Location annotation dataset excerpts
+-------+

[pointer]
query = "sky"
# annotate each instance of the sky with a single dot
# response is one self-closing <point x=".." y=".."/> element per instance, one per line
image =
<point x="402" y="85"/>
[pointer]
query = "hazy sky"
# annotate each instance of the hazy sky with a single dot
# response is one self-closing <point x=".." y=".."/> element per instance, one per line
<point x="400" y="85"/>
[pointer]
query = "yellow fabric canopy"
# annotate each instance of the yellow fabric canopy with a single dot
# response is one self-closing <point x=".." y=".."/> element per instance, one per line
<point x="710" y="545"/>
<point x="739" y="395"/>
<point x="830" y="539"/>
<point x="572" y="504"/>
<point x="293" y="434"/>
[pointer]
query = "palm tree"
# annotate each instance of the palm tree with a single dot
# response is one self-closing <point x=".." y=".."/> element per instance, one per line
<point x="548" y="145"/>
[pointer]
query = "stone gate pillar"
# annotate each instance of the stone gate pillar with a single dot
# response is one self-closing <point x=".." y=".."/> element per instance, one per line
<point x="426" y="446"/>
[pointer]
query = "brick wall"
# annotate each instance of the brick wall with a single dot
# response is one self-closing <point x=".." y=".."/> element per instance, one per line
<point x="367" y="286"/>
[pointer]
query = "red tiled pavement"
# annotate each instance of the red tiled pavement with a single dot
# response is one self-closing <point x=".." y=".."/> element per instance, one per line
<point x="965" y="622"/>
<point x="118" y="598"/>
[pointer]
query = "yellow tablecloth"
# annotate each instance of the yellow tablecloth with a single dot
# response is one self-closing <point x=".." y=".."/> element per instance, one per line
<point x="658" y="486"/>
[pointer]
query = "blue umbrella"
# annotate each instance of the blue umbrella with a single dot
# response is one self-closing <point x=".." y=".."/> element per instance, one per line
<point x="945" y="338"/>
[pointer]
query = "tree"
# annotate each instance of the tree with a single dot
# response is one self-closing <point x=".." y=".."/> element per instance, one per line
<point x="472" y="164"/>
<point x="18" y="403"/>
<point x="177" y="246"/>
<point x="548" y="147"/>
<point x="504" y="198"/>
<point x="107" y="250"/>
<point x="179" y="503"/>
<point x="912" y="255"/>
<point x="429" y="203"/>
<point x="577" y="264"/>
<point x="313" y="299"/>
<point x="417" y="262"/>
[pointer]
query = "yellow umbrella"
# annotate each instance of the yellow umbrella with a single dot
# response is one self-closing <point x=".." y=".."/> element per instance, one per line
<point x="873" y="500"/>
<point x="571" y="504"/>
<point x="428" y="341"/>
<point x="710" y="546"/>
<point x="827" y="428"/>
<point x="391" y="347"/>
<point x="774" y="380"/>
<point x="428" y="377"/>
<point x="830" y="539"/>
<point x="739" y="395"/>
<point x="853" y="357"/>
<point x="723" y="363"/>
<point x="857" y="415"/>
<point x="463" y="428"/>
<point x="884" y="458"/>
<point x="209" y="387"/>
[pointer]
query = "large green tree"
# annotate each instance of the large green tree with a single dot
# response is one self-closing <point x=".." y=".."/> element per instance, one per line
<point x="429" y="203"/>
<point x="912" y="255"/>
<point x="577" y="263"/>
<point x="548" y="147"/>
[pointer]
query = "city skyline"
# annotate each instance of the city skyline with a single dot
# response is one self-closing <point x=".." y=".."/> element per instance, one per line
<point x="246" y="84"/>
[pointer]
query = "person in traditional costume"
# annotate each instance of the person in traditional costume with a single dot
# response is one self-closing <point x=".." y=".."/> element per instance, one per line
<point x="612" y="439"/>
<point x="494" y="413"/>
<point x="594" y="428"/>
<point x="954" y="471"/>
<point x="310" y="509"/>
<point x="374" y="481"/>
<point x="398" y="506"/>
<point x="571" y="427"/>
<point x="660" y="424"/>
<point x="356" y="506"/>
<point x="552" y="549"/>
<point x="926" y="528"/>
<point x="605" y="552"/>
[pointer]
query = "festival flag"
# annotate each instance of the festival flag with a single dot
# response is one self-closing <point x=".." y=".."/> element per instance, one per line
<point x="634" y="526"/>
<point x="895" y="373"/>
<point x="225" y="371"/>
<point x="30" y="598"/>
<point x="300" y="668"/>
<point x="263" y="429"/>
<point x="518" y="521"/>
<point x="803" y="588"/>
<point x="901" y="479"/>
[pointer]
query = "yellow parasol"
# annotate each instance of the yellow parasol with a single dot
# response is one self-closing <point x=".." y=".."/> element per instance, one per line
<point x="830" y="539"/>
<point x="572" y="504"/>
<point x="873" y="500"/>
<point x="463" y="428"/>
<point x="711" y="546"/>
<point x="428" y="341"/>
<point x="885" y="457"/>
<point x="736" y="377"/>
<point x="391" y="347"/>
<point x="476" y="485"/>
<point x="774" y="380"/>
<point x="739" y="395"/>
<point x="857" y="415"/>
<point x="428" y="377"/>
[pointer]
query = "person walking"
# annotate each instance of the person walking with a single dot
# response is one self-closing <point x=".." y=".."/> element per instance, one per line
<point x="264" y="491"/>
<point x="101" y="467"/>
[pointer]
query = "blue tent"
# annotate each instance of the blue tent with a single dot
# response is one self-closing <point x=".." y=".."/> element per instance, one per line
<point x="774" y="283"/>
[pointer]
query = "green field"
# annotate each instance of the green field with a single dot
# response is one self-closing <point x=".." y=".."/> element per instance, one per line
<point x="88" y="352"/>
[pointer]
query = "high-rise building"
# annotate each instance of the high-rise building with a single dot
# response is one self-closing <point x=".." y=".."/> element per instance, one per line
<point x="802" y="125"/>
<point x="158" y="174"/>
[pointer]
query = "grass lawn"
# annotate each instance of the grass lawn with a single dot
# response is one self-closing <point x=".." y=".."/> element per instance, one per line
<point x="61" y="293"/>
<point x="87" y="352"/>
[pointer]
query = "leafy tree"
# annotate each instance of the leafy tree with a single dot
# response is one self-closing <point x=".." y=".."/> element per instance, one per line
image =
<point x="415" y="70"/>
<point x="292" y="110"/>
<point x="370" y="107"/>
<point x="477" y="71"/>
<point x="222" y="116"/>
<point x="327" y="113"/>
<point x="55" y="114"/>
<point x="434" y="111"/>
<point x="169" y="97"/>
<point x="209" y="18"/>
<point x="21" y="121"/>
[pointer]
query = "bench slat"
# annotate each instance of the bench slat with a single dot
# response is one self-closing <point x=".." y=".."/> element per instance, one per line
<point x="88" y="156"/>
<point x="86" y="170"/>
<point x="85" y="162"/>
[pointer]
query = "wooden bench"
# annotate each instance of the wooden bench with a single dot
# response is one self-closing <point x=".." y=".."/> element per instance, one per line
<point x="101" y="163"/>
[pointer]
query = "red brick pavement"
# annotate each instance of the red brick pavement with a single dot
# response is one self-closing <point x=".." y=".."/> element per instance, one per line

+-------+

▸ Task description:
The listing above must be transcribed exactly, line by line.

▸ Solution:
[pointer]
query = "sky"
# annotate each instance of the sky with a single dot
# response is one self-closing <point x=".." y=".."/> element per instance, one per line
image =
<point x="402" y="85"/>
[pointer]
query = "hazy sky"
# annotate each instance of the hazy sky with a single dot
# response is one self-closing <point x=".." y=".."/> element per instance, one per line
<point x="400" y="85"/>
[pointer]
query = "yellow fabric canopy"
# annotate each instance of the yellow fabric canopy with a single dot
# response is one self-closing <point x=".." y=".."/> element per instance, one per line
<point x="710" y="545"/>
<point x="739" y="395"/>
<point x="830" y="539"/>
<point x="572" y="504"/>
<point x="293" y="434"/>
[pointer]
query = "palm tree"
# annotate each instance of the palm tree with a single dot
# response is one self-closing <point x=".." y=".."/> element per instance, one per line
<point x="548" y="145"/>
[pointer]
query = "stone gate pillar"
# annotate each instance of the stone gate pillar with a single dot
# response is one self-closing <point x=".." y=".."/> element per instance, one per line
<point x="426" y="446"/>
[pointer]
query = "brick wall"
# annotate each instance of the brick wall with a single dot
# response is one self-closing <point x=".." y=".."/> element per instance, one per line
<point x="367" y="286"/>
[pointer]
query = "red tiled pavement"
# annotate each instance of the red tiled pavement with a single dot
# response is one self-closing <point x=".." y=".."/> element per instance, one per line
<point x="965" y="622"/>
<point x="118" y="598"/>
[pointer]
query = "yellow tablecloth"
# annotate each instance of the yellow tablecloth with a single dot
# response is one self-closing <point x=".." y=".."/> element per instance, one per line
<point x="658" y="486"/>
[pointer]
query = "blue umbrella"
# annotate each instance of the blue umbrella with a single dot
# response is one self-closing <point x=".." y=".."/> element per instance, one per line
<point x="945" y="338"/>
[pointer]
query = "tree"
# annotate each instance of the tree with a single dot
# response is one self-closing <point x=".." y=".."/> element per instance, one per line
<point x="472" y="164"/>
<point x="18" y="403"/>
<point x="177" y="246"/>
<point x="548" y="147"/>
<point x="504" y="198"/>
<point x="107" y="250"/>
<point x="179" y="503"/>
<point x="912" y="255"/>
<point x="429" y="203"/>
<point x="577" y="264"/>
<point x="313" y="299"/>
<point x="417" y="262"/>
[pointer]
query = "yellow umbrella"
# annotate each instance of the yellow umbrella with a single dot
# response is one self-closing <point x=".." y=".."/> element per instance, one per line
<point x="873" y="500"/>
<point x="571" y="504"/>
<point x="428" y="341"/>
<point x="710" y="546"/>
<point x="827" y="428"/>
<point x="391" y="347"/>
<point x="774" y="380"/>
<point x="428" y="377"/>
<point x="830" y="539"/>
<point x="739" y="395"/>
<point x="853" y="357"/>
<point x="723" y="363"/>
<point x="857" y="415"/>
<point x="463" y="428"/>
<point x="884" y="458"/>
<point x="209" y="387"/>
[pointer]
query = "large green tree"
# annotate each instance of the large green tree with a single dot
# response is one self-closing <point x=".." y=".."/> element per instance, one per line
<point x="429" y="203"/>
<point x="912" y="255"/>
<point x="577" y="263"/>
<point x="548" y="147"/>
[pointer]
query = "city skyline"
# annotate each instance of the city skyline with a single dot
# response is one self-closing <point x=".." y=".."/> element per instance, one per line
<point x="246" y="84"/>
[pointer]
query = "person in traditional costume"
# annotate each instance of the person in traditional costume with a single dot
# response is one self-closing <point x=".." y=".."/> element per instance, one per line
<point x="612" y="439"/>
<point x="494" y="413"/>
<point x="594" y="428"/>
<point x="954" y="471"/>
<point x="310" y="509"/>
<point x="374" y="481"/>
<point x="398" y="506"/>
<point x="571" y="427"/>
<point x="660" y="424"/>
<point x="356" y="506"/>
<point x="552" y="549"/>
<point x="926" y="528"/>
<point x="605" y="552"/>
[pointer]
query = "festival flag"
# annotate each instance of the festival flag with a single dot
# response is one self-closing <point x=".." y=".."/> element per instance, one per line
<point x="634" y="526"/>
<point x="895" y="373"/>
<point x="225" y="371"/>
<point x="30" y="598"/>
<point x="300" y="668"/>
<point x="263" y="429"/>
<point x="518" y="521"/>
<point x="803" y="588"/>
<point x="901" y="479"/>
[pointer]
query = "yellow parasol"
# annotate each instance of the yellow parasol with a single dot
# response is one self-closing <point x=".." y=".."/> element per instance, one per line
<point x="830" y="539"/>
<point x="572" y="504"/>
<point x="873" y="500"/>
<point x="463" y="428"/>
<point x="711" y="546"/>
<point x="428" y="341"/>
<point x="885" y="457"/>
<point x="736" y="377"/>
<point x="391" y="347"/>
<point x="476" y="485"/>
<point x="774" y="380"/>
<point x="739" y="395"/>
<point x="857" y="415"/>
<point x="428" y="377"/>
[pointer]
query = "person walking"
# annotate each instance of the person walking with a single dot
# response is one self-closing <point x=".." y=".."/> element per instance, one per line
<point x="264" y="491"/>
<point x="101" y="467"/>
[pointer]
query = "blue tent"
# annotate each instance of the blue tent with a single dot
# response is one self-closing <point x=".." y=".."/> element per instance, one per line
<point x="774" y="283"/>
[pointer]
query = "green field"
# annotate each instance of the green field with a single dot
# response is one self-closing <point x=".." y=".."/> element per instance, one per line
<point x="88" y="352"/>
[pointer]
query = "high-rise building"
# annotate each instance of the high-rise building with a single dot
# response is one self-closing <point x=".." y=".."/> element per instance, one per line
<point x="802" y="125"/>
<point x="158" y="174"/>
[pointer]
query = "grass lawn"
# annotate each instance of the grass lawn with a single dot
# response is one self-closing <point x=".." y=".."/> element per instance, one per line
<point x="61" y="293"/>
<point x="87" y="352"/>
[pointer]
query = "leafy tree"
# annotate each instance of the leafy tree with a single dot
# response is one self-closing <point x=".." y=".."/> element per instance, one per line
image =
<point x="415" y="70"/>
<point x="292" y="110"/>
<point x="370" y="107"/>
<point x="477" y="71"/>
<point x="222" y="116"/>
<point x="327" y="113"/>
<point x="55" y="114"/>
<point x="434" y="111"/>
<point x="169" y="97"/>
<point x="209" y="18"/>
<point x="21" y="121"/>
[pointer]
query = "bench slat"
# annotate each instance of the bench slat with a single dot
# response is one self-closing <point x=".." y=".."/> element per instance, one per line
<point x="88" y="156"/>
<point x="86" y="170"/>
<point x="85" y="162"/>
[pointer]
query = "wooden bench"
# annotate each instance of the wooden bench with a single dot
# response is one self-closing <point x=".." y=".."/> element per instance, one per line
<point x="101" y="163"/>
[pointer]
query = "red brick pavement"
# annotate each instance of the red brick pavement with a single dot
# response is one self-closing <point x=".." y=".."/> element per instance, one per line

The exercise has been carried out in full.